INPUT FOR THIS TASK:
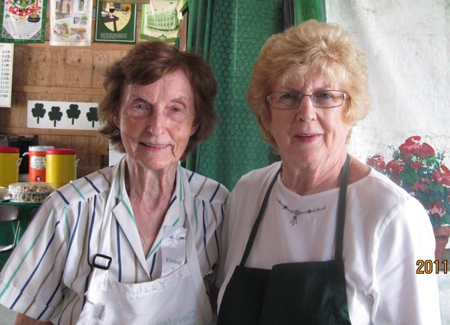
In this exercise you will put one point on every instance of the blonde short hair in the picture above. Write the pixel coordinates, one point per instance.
(310, 47)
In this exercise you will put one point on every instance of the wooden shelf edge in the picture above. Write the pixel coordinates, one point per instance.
(31, 131)
(94, 46)
(58, 90)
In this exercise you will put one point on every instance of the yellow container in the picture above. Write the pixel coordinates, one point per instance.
(61, 166)
(9, 165)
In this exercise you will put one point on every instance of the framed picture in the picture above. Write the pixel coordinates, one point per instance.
(70, 22)
(23, 21)
(115, 22)
(161, 20)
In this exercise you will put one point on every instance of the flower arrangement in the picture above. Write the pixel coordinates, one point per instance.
(420, 171)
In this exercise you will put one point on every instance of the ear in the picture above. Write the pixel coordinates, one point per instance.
(194, 129)
(116, 121)
(265, 121)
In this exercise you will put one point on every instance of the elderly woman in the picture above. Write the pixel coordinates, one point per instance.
(320, 238)
(130, 244)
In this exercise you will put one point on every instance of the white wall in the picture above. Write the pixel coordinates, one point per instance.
(406, 43)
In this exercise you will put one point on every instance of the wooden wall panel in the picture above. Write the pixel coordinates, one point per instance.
(62, 73)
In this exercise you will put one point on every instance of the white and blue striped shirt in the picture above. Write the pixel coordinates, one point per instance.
(48, 273)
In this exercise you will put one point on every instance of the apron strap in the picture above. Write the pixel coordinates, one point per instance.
(251, 239)
(341, 210)
(340, 214)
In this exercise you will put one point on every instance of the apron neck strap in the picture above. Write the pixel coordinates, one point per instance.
(340, 214)
(251, 239)
(341, 210)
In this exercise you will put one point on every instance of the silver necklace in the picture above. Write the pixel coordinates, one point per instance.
(297, 212)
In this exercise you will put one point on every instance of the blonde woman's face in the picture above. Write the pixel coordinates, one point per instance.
(308, 135)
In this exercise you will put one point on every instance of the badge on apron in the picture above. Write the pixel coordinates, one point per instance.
(173, 249)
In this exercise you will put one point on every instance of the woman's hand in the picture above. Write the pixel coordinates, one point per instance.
(25, 320)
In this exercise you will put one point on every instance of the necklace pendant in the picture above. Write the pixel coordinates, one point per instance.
(294, 220)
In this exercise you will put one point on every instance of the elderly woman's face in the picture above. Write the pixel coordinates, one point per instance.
(156, 120)
(308, 135)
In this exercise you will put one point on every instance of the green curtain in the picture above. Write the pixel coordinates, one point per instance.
(309, 9)
(229, 34)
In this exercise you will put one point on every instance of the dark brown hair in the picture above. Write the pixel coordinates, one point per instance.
(146, 63)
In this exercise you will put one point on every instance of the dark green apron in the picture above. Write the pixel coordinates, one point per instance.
(291, 293)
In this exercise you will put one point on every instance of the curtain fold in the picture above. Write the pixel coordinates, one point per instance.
(309, 9)
(229, 34)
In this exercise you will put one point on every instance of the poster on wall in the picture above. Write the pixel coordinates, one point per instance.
(6, 69)
(23, 21)
(62, 115)
(70, 22)
(161, 20)
(115, 22)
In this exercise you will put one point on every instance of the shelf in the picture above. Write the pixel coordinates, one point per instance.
(59, 90)
(30, 131)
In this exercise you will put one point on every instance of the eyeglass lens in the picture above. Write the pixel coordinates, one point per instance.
(320, 98)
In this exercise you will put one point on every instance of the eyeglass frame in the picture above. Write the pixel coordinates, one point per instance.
(346, 96)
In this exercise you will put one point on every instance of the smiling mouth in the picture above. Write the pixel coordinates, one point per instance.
(156, 146)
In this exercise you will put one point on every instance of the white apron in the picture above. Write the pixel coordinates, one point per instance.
(178, 298)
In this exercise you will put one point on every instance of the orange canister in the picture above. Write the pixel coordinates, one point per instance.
(9, 165)
(36, 166)
(61, 166)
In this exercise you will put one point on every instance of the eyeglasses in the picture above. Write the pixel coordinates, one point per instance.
(319, 98)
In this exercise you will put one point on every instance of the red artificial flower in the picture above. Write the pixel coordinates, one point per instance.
(413, 146)
(419, 187)
(436, 209)
(376, 162)
(417, 165)
(442, 176)
(394, 167)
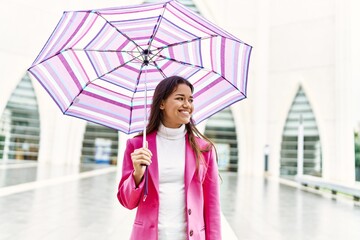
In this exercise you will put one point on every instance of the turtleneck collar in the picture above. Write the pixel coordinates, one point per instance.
(171, 133)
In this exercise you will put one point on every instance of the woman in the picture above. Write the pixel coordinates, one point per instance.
(183, 190)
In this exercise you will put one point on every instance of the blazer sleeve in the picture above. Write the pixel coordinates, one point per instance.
(211, 190)
(128, 194)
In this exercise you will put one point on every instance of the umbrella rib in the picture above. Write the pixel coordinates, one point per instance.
(203, 68)
(116, 29)
(157, 26)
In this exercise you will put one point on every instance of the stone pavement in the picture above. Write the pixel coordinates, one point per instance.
(43, 202)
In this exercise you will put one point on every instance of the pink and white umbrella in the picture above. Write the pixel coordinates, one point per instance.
(103, 65)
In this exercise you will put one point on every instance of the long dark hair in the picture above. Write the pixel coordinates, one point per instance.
(163, 90)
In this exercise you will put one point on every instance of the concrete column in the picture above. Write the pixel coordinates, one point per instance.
(258, 87)
(342, 168)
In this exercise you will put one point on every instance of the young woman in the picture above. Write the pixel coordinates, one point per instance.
(183, 187)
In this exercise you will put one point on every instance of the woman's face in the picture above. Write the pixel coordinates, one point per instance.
(178, 107)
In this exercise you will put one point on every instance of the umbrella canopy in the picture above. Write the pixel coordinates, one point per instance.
(103, 65)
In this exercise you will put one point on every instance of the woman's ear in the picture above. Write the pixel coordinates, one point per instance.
(162, 107)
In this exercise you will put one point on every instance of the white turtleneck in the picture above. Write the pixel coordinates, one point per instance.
(171, 159)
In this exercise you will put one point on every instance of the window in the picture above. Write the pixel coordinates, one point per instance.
(300, 108)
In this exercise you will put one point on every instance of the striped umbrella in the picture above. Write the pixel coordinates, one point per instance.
(103, 65)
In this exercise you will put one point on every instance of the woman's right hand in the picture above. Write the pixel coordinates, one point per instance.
(141, 158)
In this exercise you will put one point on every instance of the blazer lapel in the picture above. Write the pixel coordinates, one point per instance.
(190, 164)
(153, 168)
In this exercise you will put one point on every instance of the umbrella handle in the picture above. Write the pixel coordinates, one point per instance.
(144, 136)
(146, 184)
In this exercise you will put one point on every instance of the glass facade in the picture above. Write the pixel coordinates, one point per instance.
(100, 144)
(300, 109)
(20, 124)
(220, 128)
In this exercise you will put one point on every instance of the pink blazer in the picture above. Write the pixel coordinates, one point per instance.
(201, 193)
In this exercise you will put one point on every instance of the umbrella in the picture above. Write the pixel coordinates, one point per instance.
(103, 65)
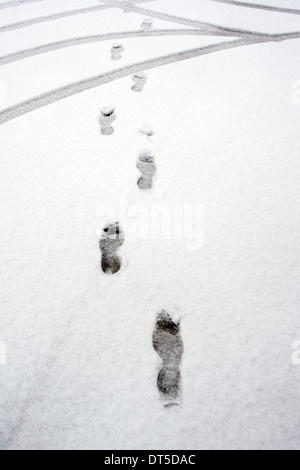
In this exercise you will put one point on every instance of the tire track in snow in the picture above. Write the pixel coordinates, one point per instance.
(260, 7)
(56, 16)
(196, 24)
(78, 87)
(99, 38)
(17, 3)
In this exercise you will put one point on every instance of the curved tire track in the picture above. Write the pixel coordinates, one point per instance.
(99, 38)
(78, 87)
(17, 3)
(56, 16)
(198, 24)
(259, 7)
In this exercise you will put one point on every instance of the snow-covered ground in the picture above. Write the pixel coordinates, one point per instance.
(80, 367)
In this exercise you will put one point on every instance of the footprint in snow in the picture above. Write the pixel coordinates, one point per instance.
(107, 117)
(111, 241)
(168, 344)
(140, 80)
(116, 51)
(146, 165)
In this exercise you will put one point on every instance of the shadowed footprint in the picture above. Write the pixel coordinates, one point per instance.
(140, 80)
(116, 51)
(111, 241)
(168, 344)
(146, 165)
(147, 24)
(107, 117)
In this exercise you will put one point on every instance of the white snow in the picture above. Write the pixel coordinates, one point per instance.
(80, 367)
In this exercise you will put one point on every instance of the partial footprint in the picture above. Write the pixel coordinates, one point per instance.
(168, 344)
(107, 117)
(140, 80)
(146, 130)
(146, 165)
(111, 241)
(147, 24)
(116, 51)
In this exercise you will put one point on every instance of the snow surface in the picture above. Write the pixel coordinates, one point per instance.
(81, 370)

WORK TO DO: Retype the lines exactly as they appear, beginning with the line that contains "the umbrella in" and ending with the final line of the entries, and omit the pictures.

RESPONSE:
In this exercise you will put one point on every instance of the umbrella in the picture above. Write the pixel coordinates, one point per instance.
(103, 65)
In this exercise you will put one point on every instance of the tire track in snow in the picture above. Write the pixel coordinates, one point per instance.
(260, 7)
(56, 16)
(196, 24)
(78, 87)
(99, 38)
(17, 3)
In this exercise you will put one point on every instance of the curved tire track in the picture above. Write the pixel coordinates, one point per instance.
(99, 38)
(78, 87)
(17, 3)
(56, 16)
(198, 24)
(259, 7)
In this exercise you will put one point on every instance of the snow-covered ground in the picture above. Write the pixel coordinates, one point per instance.
(80, 367)
In this exercise you will put one point on every instance of the footprint in snow in the picture above. Write the pixel coordinates, one point per instance.
(107, 117)
(111, 241)
(168, 344)
(140, 80)
(116, 51)
(146, 165)
In this exercise you will put one point on every instance of the shadowed footprint in the picture above. Write the pixel coordinates, one point per instance.
(140, 80)
(116, 51)
(111, 241)
(168, 344)
(146, 165)
(147, 24)
(107, 117)
In this exercise you will put one point on every instance of the white snow in the picture above. Write the pixel coordinates, one point per instance.
(80, 367)
In this exercise you will put one point on every instance of the partial footprint in the picture above. Write the pixel coordinates, one point per instance.
(168, 344)
(107, 117)
(140, 80)
(146, 130)
(146, 165)
(111, 241)
(147, 24)
(116, 51)
In this exercise you will put one point on every instance of the snow surface in the picture above. Write the pixel coordinates, one point per instance.
(81, 370)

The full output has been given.